TASK REQUIREMENTS =
Images don't belong in the copy. Output the rest of the data exactly.

START SOURCE DATA

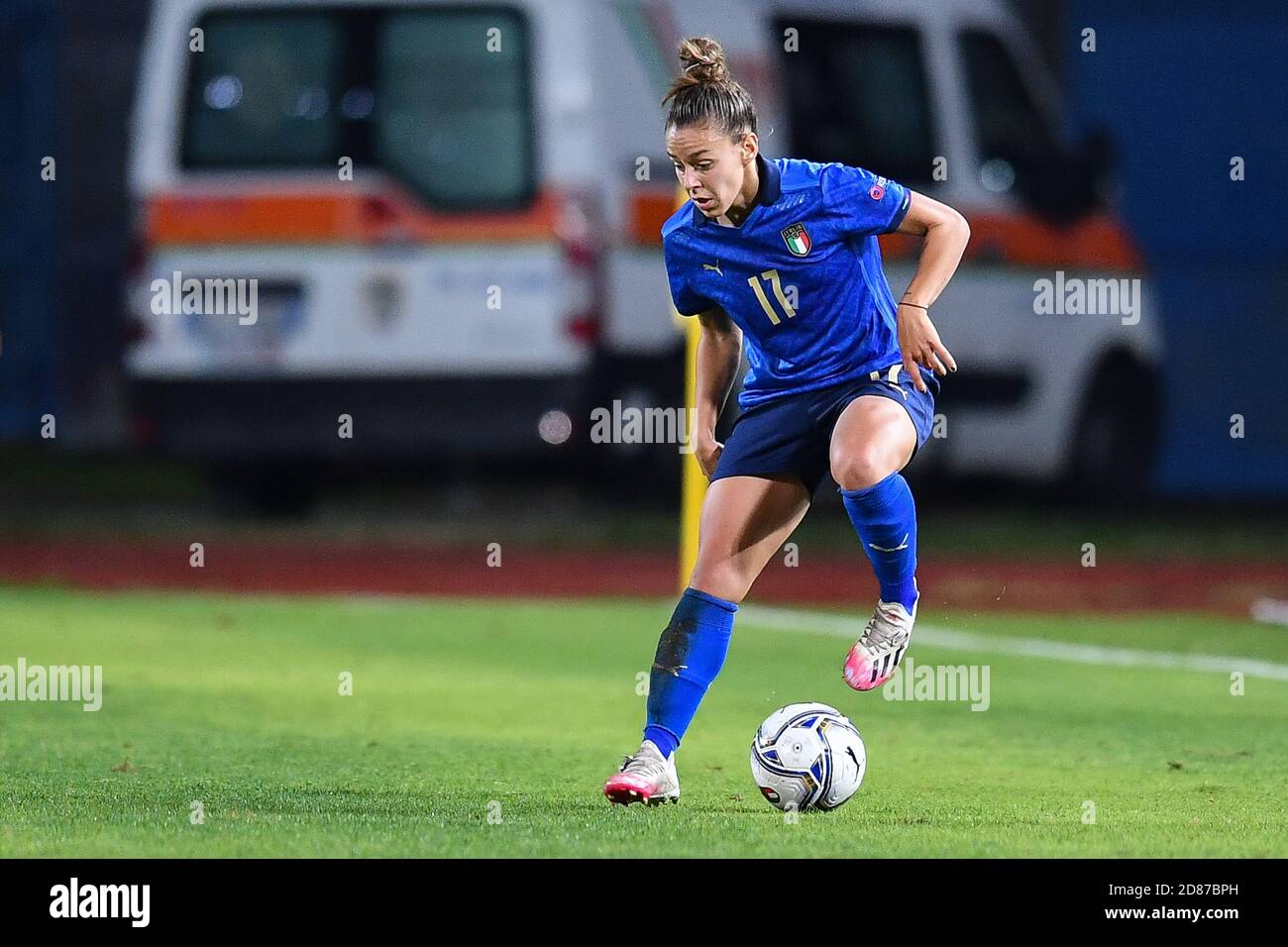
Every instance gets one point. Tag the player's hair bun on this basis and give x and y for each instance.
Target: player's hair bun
(704, 91)
(703, 59)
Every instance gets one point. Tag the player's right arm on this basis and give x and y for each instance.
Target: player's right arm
(719, 355)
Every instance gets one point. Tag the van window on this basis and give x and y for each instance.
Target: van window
(1016, 142)
(416, 93)
(857, 93)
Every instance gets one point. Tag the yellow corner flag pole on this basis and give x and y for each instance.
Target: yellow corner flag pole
(694, 482)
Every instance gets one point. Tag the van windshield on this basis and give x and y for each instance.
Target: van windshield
(437, 97)
(859, 97)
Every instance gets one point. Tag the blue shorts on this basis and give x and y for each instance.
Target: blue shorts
(793, 434)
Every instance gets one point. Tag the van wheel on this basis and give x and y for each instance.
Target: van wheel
(1116, 437)
(278, 491)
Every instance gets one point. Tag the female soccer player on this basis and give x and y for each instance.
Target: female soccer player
(785, 254)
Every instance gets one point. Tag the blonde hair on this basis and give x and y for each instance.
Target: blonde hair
(704, 91)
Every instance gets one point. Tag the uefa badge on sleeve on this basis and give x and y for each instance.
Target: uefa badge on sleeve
(798, 240)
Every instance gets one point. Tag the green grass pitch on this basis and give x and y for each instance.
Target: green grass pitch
(487, 727)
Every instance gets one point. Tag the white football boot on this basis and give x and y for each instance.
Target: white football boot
(644, 777)
(875, 656)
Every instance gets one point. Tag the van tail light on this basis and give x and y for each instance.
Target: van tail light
(136, 329)
(583, 272)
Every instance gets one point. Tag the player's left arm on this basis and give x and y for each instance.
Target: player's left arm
(945, 235)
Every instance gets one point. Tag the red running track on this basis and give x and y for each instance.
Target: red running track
(948, 582)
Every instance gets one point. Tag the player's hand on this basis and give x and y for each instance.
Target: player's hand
(707, 450)
(919, 344)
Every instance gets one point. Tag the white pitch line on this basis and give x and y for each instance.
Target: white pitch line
(845, 626)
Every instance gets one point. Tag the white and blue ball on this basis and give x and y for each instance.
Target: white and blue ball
(807, 757)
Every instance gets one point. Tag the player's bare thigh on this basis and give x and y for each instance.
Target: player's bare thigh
(745, 521)
(872, 438)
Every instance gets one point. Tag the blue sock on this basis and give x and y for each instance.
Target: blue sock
(690, 656)
(885, 515)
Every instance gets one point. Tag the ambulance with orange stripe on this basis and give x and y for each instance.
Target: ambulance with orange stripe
(451, 215)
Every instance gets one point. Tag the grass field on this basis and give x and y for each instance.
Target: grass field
(518, 710)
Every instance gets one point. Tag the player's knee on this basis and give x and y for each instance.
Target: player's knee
(721, 579)
(861, 468)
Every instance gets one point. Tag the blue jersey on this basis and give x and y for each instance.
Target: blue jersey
(802, 277)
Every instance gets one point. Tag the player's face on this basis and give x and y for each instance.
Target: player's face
(711, 167)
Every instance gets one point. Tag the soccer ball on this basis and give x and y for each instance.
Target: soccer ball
(807, 757)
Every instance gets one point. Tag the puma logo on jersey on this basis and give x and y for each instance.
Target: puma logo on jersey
(893, 549)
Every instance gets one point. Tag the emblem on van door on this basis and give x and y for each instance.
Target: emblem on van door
(798, 240)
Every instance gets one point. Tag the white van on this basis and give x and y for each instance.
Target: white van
(497, 247)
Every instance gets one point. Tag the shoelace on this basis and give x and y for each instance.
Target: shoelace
(879, 633)
(644, 767)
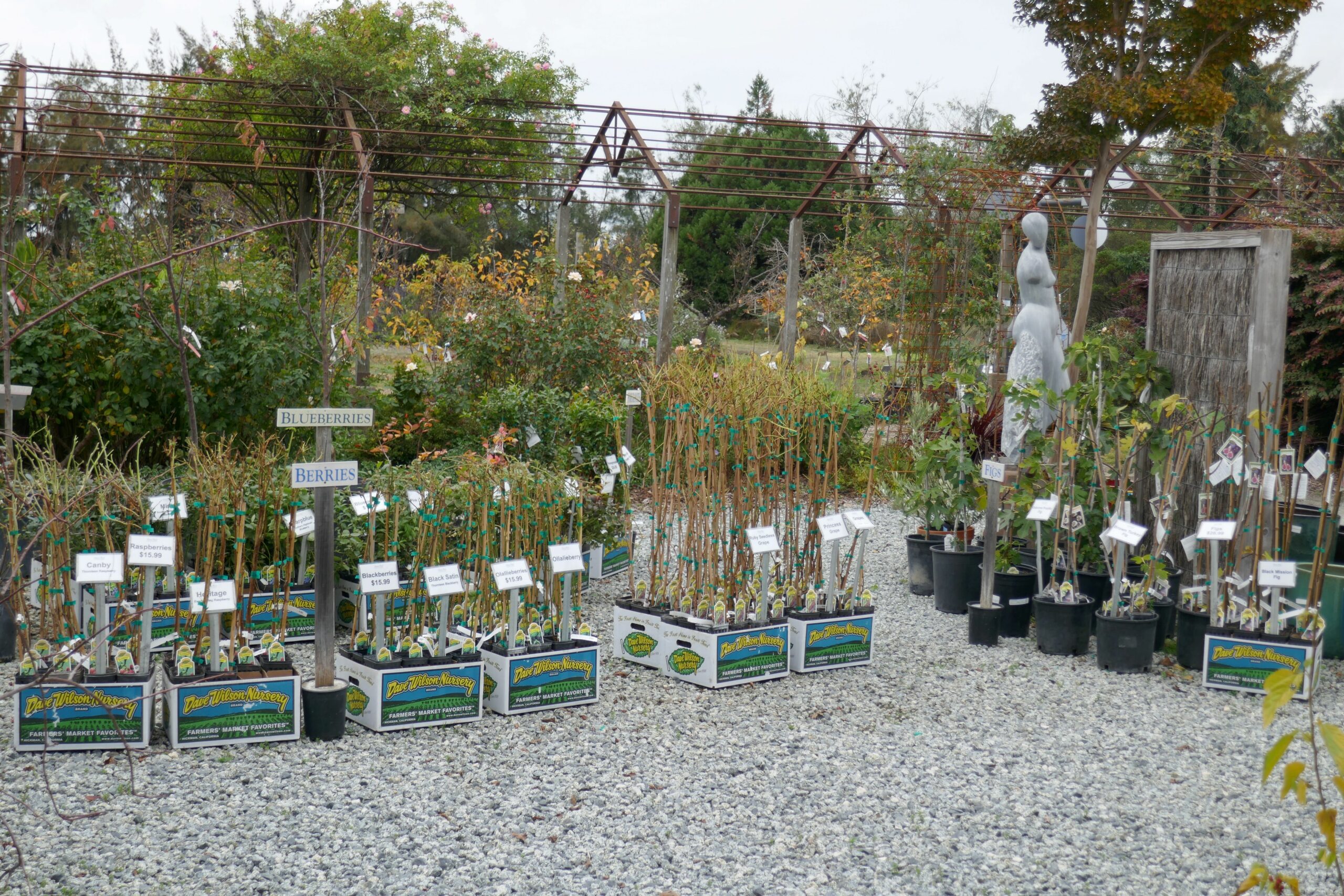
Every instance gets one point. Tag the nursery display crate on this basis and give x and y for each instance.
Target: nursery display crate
(637, 633)
(725, 657)
(268, 606)
(1238, 660)
(84, 715)
(542, 679)
(243, 707)
(605, 561)
(820, 641)
(390, 696)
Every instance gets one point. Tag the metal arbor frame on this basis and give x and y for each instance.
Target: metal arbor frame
(73, 125)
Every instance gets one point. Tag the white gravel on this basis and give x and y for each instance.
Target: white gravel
(939, 769)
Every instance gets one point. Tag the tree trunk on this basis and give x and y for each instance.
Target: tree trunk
(1085, 279)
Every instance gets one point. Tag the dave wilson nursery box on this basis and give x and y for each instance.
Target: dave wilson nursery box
(82, 715)
(390, 696)
(548, 679)
(820, 641)
(1242, 660)
(639, 633)
(725, 657)
(232, 707)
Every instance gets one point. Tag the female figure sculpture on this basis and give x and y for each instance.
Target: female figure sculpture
(1038, 354)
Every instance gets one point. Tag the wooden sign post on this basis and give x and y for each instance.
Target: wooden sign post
(324, 479)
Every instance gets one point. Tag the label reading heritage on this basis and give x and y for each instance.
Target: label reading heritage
(380, 578)
(1277, 574)
(511, 574)
(444, 579)
(151, 550)
(298, 417)
(832, 527)
(318, 476)
(100, 568)
(1217, 531)
(566, 558)
(762, 539)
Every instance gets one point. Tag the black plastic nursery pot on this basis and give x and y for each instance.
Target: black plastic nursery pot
(1092, 585)
(1064, 629)
(1126, 644)
(324, 710)
(1166, 612)
(921, 565)
(956, 578)
(1015, 592)
(1191, 629)
(983, 624)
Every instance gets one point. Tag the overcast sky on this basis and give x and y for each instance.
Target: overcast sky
(647, 54)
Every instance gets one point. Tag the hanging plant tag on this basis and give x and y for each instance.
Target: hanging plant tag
(1316, 464)
(1277, 574)
(762, 539)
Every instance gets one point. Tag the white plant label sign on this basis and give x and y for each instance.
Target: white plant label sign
(301, 522)
(511, 574)
(380, 578)
(444, 579)
(858, 519)
(1043, 510)
(566, 558)
(1126, 531)
(1277, 574)
(762, 539)
(1217, 531)
(831, 527)
(162, 507)
(100, 568)
(151, 550)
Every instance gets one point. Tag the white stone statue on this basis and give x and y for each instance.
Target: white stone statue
(1038, 354)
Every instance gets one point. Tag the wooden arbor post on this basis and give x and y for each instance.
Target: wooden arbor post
(616, 120)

END SOURCE DATA

WRITTEN SOLUTION =
Every instance gets one point. Tag the player's hair bun on this basis and give x and y for each instance.
Target: player's hair bun
(704, 91)
(703, 59)
Every instance gets one point. Tag the player's right arm on this basis and give x and y for each instance.
Target: player's right arm
(719, 355)
Every instance gets one point. Tag the van window on this basis and give x and y for each instance.
Target: van window
(1016, 142)
(416, 93)
(857, 93)
Every instance gets one point. Tag the yellow corner flag pole on this basis and give x and y for each instance.
Target: yellow corner flag pole
(694, 482)
Every instance gets one point. Tag the van windshield on this basis and give x and y for each instance.
Target: van windshield
(437, 97)
(859, 97)
Every instance gets one point. Tag the blue shorts on this basis and give x and y for each instance.
Target: blue shorts
(793, 434)
Every instance gets one point. Tag the van wheel on this basis and give x and y for each instance.
Target: van wheel
(1116, 437)
(278, 491)
Every instance gets one point. Tag the female soccer player on this basis and give x and y for each instance.
Target: female soccer player
(785, 254)
Every instance gets one point. Tag the blonde hair on this basis and give x and y for each instance.
Target: blonde hair
(704, 91)
Every instance gets one point. Tag the uefa badge on sleeve on this basis and give x and y for each instance.
Target: uefa badge on sleeve
(798, 240)
Every instance gets one point. Tag the green grass pitch on this basis and give x and y for each instance.
Target: green grass pitch
(487, 727)
Every instance gets one point. Tag the white football boot on this basis and give x and y for each instance.
Target: white football boot
(644, 777)
(875, 656)
Every instance gets one point. Tag the van tail light on this basis and give x and y for each instance.
Target: van tail light
(136, 329)
(583, 272)
Every instance gets one point. Tag the player's left arm on this basis and give x and y for each instance.
Target: player's left arm
(945, 235)
Every instance gets one point. Tag the red running track on this basis and give x and y for each instance.
Target: red running track
(948, 582)
Every instance gets one point. Tag the player's hand on this basis and give x and y for each instance.
Target: player's hand
(707, 450)
(919, 344)
Every instance gets one point. Tag the white pitch line on this basis and give x and y for each instance.
Target: white pitch line
(845, 626)
Every instance gets one point. Tag the white and blue ball on this basis and give x and y for each instance.
Target: white and blue ball
(807, 757)
Every instance gets one point. Tag the player's bare thigh on this basis and give x and y for each instance.
Target: player's bare thigh
(745, 521)
(872, 438)
Every instance gets one point. Tag the blue sock on this basis and give x and y for each instance.
Target: blue sock
(690, 656)
(885, 515)
Every instance gets one point. Tag the ambulance with orange stripe on this basis and give x and y for each instance.
Target: ambulance with orange stripe
(451, 215)
Every instance gets one point. Tag the grass field on this basis and give x and y for each instance.
Target: grass field
(518, 710)
Every instance gets one point. Tag the player's knee on this basis and give x and y for each instance.
Target: player's knee
(721, 579)
(861, 468)
Every instance gets one point. Tag the blue jersey on this basis and give x and y for each instance.
Target: blue jersey
(802, 277)
Every instance gets one point. Tag the player's face on this basis and give x and y for each instance.
Target: player's face
(711, 167)
Every instance gets one point. Tag the soccer ball on this basis and give x and y for each instance.
Target: soccer ball
(807, 757)
Every instance gets one point. Tag the puma logo on jersey on this basis and give x and y for each instance.
Target: puma logo on jersey
(893, 549)
Every instance gets one point. Tag the emblem on van door on this basis and give x and y for each instance.
Target: emblem on van door
(798, 240)
Every instance gets one point. Tag the white van on this basis and give x and y for each instance.
Target: white van
(497, 247)
Every instance gets one point. Tag the shoelace on this basis and give x and y for each instance.
Target: shoelace
(879, 633)
(644, 767)
Every instance gets one point. Tag the nursery display crate on this basis and give x and y for each instance.
Target: nursery display crate
(637, 633)
(725, 657)
(268, 606)
(1238, 660)
(84, 715)
(542, 679)
(243, 707)
(605, 561)
(820, 641)
(390, 696)
Every instance gets one point. Tag the metal arbor frame on this basis and give x and y for each instance.
Target: metal arbor frame
(73, 125)
Every instance gets one point. Tag the white gravel on this basis and give x and y for each instance.
Target: white gravel
(939, 769)
Every instance gets one point. Tag the tree trunk on this basis and give x and y for each instance.
Target: tree trunk
(1085, 279)
Every instance gets one point. Tag the dave wilson nursery box on this basis and give x and y for each instance.
Target: dave wilson nursery box
(82, 715)
(390, 696)
(548, 679)
(820, 641)
(1242, 660)
(639, 633)
(725, 657)
(232, 707)
Every instance gets one point. Tag the female figure sculpture on this basis and give x and y for each instance.
Target: female figure sculpture
(1038, 354)
Every instance gets one point. Tag the wooden sign post on this basis and give x and y for each instance.
Target: wooden sign post
(324, 479)
Every instance gets one point. Tag the label reading heritage on this basis and give x and y for each instance.
Target: label reading heritage
(380, 578)
(1277, 574)
(511, 574)
(444, 579)
(151, 550)
(298, 417)
(832, 527)
(318, 476)
(100, 568)
(1217, 531)
(566, 558)
(762, 539)
Every instance gets one point. Tag the black plastic nursery pot on this basis and give x and y for each instance.
Target: black plastic nursery pot
(1092, 585)
(1064, 629)
(1126, 644)
(324, 710)
(1166, 612)
(921, 565)
(956, 578)
(1015, 592)
(1191, 629)
(983, 624)
Every instance gets one point. Tag the overcast sky on this basis and give x and y for each instance.
Target: overcast sky
(647, 54)
Every instance gets one point. Tag the hanging plant tag on this basis and give x and y for each instance.
Target: hanging plant tag
(1316, 464)
(1277, 574)
(762, 539)
Every instance gets one point. Tag the white plant label sign on this basis and give x and y for each instance.
Target: white plant label sign
(301, 522)
(511, 574)
(380, 578)
(444, 579)
(858, 519)
(1043, 510)
(566, 558)
(1126, 531)
(1277, 574)
(762, 539)
(1217, 531)
(831, 527)
(162, 507)
(100, 568)
(151, 550)
Every instance gets one point. Tag the white stone statue on this basis and give x and y for each instance.
Target: white stone statue
(1038, 354)
Every instance gets one point. Tag the wooden arbor post on this basis and give x and y for each instance.
Target: wooden arbor post
(616, 120)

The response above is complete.